**課題**:
抜粋を読んで、次の問いに答えなさい。
(a) 「~において」の例文は、どの教科書の何課から引かれているか。
(b) 例文で、労働と同時に遊びの価値を評価する視点がまだあったとされる時代はいつか。
(c) 解説によると、この例文の「~において」は何を表しているか。

「~において」「~にわたって」「~にかけて」「~て以来」〔N2文法〕

「おいて」「わたって」「かけて」「以来」
時、場、領域の表示

「~において」「~にわたって」「梅原猛~にかけて」「~て以来」などの表現について学びましょう。

「日常の思想」梅原猛 から

 日語総合教程第五冊では「~において」が次のように登場します。

もとより人類は、今までこのような価値観に徹底したのは明治以後であると思う。徳川時代においては労働と同時に遊びの価値を評価する視点がまだあった。
P62 第3課「日常の思想」梅原猛

「~において」は場所、時代、領域などを表しますが、ここでは「時代(江戸時代)」を表しています。

問題

 問題です。正しい方を選んでください。

  1. 東京から名古屋( まで・にかけて )地震がありました。
  2. インターネット( における・ にわたる )マナーが問題になっている。
  3. 大統領は明日から8か国( にわたって・ にかけて )訪問し、来週帰国する。

**提示記録**:
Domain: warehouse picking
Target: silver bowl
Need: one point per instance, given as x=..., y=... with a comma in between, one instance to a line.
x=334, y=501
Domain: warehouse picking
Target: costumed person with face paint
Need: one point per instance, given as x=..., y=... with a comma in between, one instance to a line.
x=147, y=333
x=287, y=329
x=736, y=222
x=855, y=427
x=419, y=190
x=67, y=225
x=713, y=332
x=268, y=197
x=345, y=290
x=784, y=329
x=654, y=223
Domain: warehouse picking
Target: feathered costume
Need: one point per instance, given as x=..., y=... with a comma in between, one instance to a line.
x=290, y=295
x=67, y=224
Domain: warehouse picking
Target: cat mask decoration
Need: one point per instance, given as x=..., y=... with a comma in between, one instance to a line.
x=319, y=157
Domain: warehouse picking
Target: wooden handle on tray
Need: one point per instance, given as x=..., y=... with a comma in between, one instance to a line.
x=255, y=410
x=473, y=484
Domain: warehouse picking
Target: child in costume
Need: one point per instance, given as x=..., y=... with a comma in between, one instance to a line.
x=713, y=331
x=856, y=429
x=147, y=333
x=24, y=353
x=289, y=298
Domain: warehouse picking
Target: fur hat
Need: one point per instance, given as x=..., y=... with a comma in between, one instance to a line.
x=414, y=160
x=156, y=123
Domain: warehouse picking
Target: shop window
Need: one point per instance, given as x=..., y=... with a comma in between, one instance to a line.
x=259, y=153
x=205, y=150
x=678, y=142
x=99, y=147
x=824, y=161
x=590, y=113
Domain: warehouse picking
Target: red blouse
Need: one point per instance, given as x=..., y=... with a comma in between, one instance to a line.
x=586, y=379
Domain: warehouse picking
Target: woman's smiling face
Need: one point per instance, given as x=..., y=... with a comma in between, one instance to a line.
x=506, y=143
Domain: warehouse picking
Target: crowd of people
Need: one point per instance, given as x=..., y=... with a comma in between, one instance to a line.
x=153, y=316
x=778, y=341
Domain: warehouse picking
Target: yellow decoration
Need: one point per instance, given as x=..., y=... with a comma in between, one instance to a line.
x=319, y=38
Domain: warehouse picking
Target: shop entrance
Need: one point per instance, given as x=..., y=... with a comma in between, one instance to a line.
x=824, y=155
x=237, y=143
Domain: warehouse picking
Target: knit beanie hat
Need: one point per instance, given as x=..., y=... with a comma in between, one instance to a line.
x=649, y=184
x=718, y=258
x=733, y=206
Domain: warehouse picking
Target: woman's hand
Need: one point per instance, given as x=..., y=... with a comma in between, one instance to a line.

**解答欄**:
(a) 日語総合教程第五冊、第3課「日常の思想」(P62)
(b) 徳川時代
(c) 時代(江戸時代)